* _Work to complete_: Below are some records; retype all of them exactly.

* _Data shown_:
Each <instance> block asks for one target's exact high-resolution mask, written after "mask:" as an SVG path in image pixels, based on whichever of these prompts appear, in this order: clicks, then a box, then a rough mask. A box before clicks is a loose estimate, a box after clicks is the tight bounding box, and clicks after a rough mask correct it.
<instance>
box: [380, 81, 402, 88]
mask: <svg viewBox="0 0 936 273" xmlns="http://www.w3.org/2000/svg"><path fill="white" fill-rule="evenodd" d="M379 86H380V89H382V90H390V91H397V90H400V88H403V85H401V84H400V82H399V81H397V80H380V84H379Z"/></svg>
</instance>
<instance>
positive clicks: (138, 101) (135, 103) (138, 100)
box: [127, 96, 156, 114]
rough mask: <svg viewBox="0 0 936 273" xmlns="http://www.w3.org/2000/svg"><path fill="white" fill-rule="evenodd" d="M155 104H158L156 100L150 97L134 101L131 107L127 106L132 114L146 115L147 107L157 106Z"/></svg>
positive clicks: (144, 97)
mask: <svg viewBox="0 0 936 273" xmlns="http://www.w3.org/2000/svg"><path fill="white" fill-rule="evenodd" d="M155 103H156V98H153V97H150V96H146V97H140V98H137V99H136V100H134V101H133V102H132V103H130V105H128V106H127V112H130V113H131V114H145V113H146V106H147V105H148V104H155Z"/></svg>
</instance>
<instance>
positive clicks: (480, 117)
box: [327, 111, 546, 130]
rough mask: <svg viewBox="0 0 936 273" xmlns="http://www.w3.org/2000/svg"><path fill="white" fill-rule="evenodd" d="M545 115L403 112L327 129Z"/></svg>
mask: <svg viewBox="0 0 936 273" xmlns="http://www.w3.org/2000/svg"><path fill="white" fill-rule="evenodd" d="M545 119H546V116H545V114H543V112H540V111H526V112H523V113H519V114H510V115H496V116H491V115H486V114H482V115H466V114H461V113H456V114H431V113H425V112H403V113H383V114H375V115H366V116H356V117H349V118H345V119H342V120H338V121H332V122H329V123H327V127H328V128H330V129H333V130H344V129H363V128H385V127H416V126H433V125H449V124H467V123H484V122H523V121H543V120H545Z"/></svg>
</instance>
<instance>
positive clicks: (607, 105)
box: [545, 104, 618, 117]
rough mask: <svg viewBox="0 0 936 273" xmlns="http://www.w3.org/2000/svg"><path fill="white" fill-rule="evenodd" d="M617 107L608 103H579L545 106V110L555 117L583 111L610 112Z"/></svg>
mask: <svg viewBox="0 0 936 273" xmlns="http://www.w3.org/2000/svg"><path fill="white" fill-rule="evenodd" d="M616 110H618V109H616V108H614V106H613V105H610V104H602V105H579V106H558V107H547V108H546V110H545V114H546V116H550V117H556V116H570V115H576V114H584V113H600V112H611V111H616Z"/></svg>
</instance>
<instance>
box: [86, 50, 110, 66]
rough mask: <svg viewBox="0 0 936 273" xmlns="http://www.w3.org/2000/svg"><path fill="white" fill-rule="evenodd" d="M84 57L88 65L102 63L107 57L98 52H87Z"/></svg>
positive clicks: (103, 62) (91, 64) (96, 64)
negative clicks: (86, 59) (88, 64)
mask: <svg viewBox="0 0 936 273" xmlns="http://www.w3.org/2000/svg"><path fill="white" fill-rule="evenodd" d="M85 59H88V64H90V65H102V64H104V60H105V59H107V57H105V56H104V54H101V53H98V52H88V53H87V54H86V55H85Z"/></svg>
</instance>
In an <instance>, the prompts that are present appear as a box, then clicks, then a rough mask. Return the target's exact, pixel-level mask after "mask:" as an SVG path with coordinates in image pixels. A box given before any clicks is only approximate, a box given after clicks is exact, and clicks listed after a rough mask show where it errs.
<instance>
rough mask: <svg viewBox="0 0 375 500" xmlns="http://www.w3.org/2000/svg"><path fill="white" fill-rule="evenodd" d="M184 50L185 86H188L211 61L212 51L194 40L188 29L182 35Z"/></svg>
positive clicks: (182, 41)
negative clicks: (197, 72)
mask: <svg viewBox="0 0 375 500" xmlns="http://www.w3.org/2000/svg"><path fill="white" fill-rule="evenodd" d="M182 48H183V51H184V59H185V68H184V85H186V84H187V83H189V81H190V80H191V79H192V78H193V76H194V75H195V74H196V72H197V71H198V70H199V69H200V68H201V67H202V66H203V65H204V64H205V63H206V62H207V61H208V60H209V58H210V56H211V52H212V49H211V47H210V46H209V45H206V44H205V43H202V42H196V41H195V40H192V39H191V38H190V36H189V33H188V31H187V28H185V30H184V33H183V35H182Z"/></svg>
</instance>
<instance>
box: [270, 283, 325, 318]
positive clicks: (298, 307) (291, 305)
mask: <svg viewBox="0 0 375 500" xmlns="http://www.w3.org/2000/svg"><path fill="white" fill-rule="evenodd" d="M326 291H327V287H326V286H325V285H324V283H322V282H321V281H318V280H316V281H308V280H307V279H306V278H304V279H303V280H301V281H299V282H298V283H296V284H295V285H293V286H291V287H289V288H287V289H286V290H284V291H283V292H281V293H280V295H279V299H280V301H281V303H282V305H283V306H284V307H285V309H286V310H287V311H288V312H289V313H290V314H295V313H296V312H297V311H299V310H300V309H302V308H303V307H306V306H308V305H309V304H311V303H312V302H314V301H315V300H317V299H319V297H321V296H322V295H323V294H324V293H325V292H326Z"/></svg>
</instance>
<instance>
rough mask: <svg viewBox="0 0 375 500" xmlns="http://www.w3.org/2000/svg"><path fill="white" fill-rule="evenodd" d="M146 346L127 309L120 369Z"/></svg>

* _Task response_:
Each <instance> block asks for one target's exact high-resolution mask, written after "mask:" as an SVG path in image pixels, based on whichever of these prompts appear, in this order: clicks, then a box, then a rough mask. A box before clicks is a loose estimate, a box after clicks is the tight bounding box, and clicks after a rough mask correct it.
<instance>
box: [380, 81, 402, 88]
mask: <svg viewBox="0 0 936 273" xmlns="http://www.w3.org/2000/svg"><path fill="white" fill-rule="evenodd" d="M379 86H380V89H382V90H390V91H397V90H400V88H403V85H401V84H400V82H399V81H397V80H380V84H379Z"/></svg>
</instance>
<instance>
positive clicks: (138, 101) (135, 103) (138, 100)
box: [127, 96, 156, 114]
rough mask: <svg viewBox="0 0 936 273" xmlns="http://www.w3.org/2000/svg"><path fill="white" fill-rule="evenodd" d="M155 104H158L156 100L150 97L134 101L131 107L127 106L132 114L146 115L147 107L157 106Z"/></svg>
positive clicks: (144, 97)
mask: <svg viewBox="0 0 936 273" xmlns="http://www.w3.org/2000/svg"><path fill="white" fill-rule="evenodd" d="M155 103H156V98H153V97H150V96H146V97H140V98H137V99H136V100H134V101H133V102H132V103H130V105H128V106H127V112H130V113H131V114H145V113H146V106H147V105H148V104H155Z"/></svg>
</instance>
<instance>
positive clicks: (480, 117)
box: [327, 111, 546, 130]
rough mask: <svg viewBox="0 0 936 273" xmlns="http://www.w3.org/2000/svg"><path fill="white" fill-rule="evenodd" d="M545 115L403 112L327 129Z"/></svg>
mask: <svg viewBox="0 0 936 273" xmlns="http://www.w3.org/2000/svg"><path fill="white" fill-rule="evenodd" d="M545 119H546V116H545V114H543V112H540V111H526V112H523V113H519V114H510V115H496V116H491V115H486V114H482V115H466V114H461V113H456V114H431V113H425V112H403V113H383V114H375V115H366V116H356V117H349V118H345V119H342V120H338V121H332V122H329V123H327V127H328V128H330V129H333V130H344V129H363V128H385V127H416V126H433V125H449V124H467V123H484V122H523V121H543V120H545Z"/></svg>
</instance>
<instance>
positive clicks: (607, 105)
box: [545, 104, 618, 117]
rough mask: <svg viewBox="0 0 936 273" xmlns="http://www.w3.org/2000/svg"><path fill="white" fill-rule="evenodd" d="M617 107L608 103H579L545 106V110L555 117L583 111L610 112Z"/></svg>
mask: <svg viewBox="0 0 936 273" xmlns="http://www.w3.org/2000/svg"><path fill="white" fill-rule="evenodd" d="M616 110H618V109H616V108H614V106H613V105H610V104H602V105H579V106H558V107H547V108H546V110H545V114H546V116H550V117H556V116H570V115H576V114H584V113H600V112H611V111H616Z"/></svg>
</instance>
<instance>
box: [86, 50, 110, 66]
rough mask: <svg viewBox="0 0 936 273" xmlns="http://www.w3.org/2000/svg"><path fill="white" fill-rule="evenodd" d="M84 57L88 65L102 63L107 57L98 52H87Z"/></svg>
positive clicks: (103, 62) (91, 64) (96, 64)
negative clicks: (86, 59) (88, 64)
mask: <svg viewBox="0 0 936 273" xmlns="http://www.w3.org/2000/svg"><path fill="white" fill-rule="evenodd" d="M85 59H88V64H90V65H102V64H104V60H105V59H107V57H105V56H104V54H101V53H98V52H88V53H87V54H86V55H85Z"/></svg>
</instance>
In an <instance>, the prompts that are present appear as a box, then clicks, then a rough mask. Return the target's exact, pixel-level mask after "mask:" as an SVG path with coordinates in image pixels. A box given before any clicks is only approximate, a box given after clicks is exact, and clicks listed after a rough mask show where it errs.
<instance>
rough mask: <svg viewBox="0 0 375 500" xmlns="http://www.w3.org/2000/svg"><path fill="white" fill-rule="evenodd" d="M184 50L185 86H188L211 61L212 51L194 40L188 29L182 35Z"/></svg>
positive clicks: (182, 41)
negative clicks: (197, 72)
mask: <svg viewBox="0 0 375 500" xmlns="http://www.w3.org/2000/svg"><path fill="white" fill-rule="evenodd" d="M182 48H183V51H184V59H185V68H184V85H186V84H187V83H189V81H190V80H191V79H192V78H193V76H194V75H195V74H196V72H197V71H198V70H199V69H200V68H201V67H202V66H203V65H204V64H205V63H206V62H207V61H208V60H209V58H210V56H211V52H212V49H211V47H210V46H209V45H206V44H205V43H202V42H196V41H195V40H192V39H191V38H190V36H189V33H188V31H187V28H185V30H184V33H183V35H182Z"/></svg>
</instance>
<instance>
box: [270, 283, 325, 318]
positive clicks: (298, 307) (291, 305)
mask: <svg viewBox="0 0 375 500" xmlns="http://www.w3.org/2000/svg"><path fill="white" fill-rule="evenodd" d="M326 291H327V287H326V286H325V285H324V283H322V282H321V281H318V280H316V281H308V280H307V279H306V278H304V279H303V280H301V281H299V282H298V283H296V284H295V285H293V286H291V287H289V288H287V289H286V290H284V291H283V292H281V293H280V295H279V299H280V301H281V303H282V305H283V306H284V307H285V309H286V310H287V311H288V312H289V313H290V314H295V313H296V312H297V311H299V310H300V309H302V308H303V307H306V306H308V305H309V304H311V303H312V302H314V301H315V300H317V299H319V297H321V296H322V295H323V294H324V293H325V292H326Z"/></svg>
</instance>
<instance>
rough mask: <svg viewBox="0 0 375 500" xmlns="http://www.w3.org/2000/svg"><path fill="white" fill-rule="evenodd" d="M146 346L127 309L120 369Z"/></svg>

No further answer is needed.